- WORK REQUEST:
Extract exactly the range of lines bounded by the line containing "The output is" and the final line of the listing, both ends included, and no other lines.

_ _ _ _

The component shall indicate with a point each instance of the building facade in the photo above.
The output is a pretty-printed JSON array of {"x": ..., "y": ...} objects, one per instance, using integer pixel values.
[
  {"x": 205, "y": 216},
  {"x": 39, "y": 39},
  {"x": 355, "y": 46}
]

_ _ _ _

- SOLUTION TO THIS TASK:
The output is a pretty-printed JSON array of {"x": ..., "y": ...} objects, one per instance, using integer pixel values.
[
  {"x": 205, "y": 216},
  {"x": 39, "y": 39},
  {"x": 355, "y": 46}
]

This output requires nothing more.